*Task item*.
Look through the records that follow and state how many lines hold the word "answer", without adding anything.

(Data to use begins)

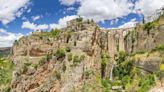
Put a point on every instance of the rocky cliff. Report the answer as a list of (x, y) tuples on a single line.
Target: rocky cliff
[(80, 57)]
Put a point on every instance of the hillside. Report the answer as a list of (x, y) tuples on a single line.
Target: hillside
[(4, 52), (85, 58)]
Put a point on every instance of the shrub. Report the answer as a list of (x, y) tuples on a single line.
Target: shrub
[(79, 19), (60, 54), (16, 42), (146, 83), (64, 67), (82, 57), (48, 57), (76, 59), (103, 63), (42, 61), (55, 33), (158, 48), (6, 69), (121, 58), (57, 75), (150, 25), (68, 49), (69, 56)]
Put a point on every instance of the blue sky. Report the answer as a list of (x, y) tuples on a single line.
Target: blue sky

(Data to use ends)

*Result below*.
4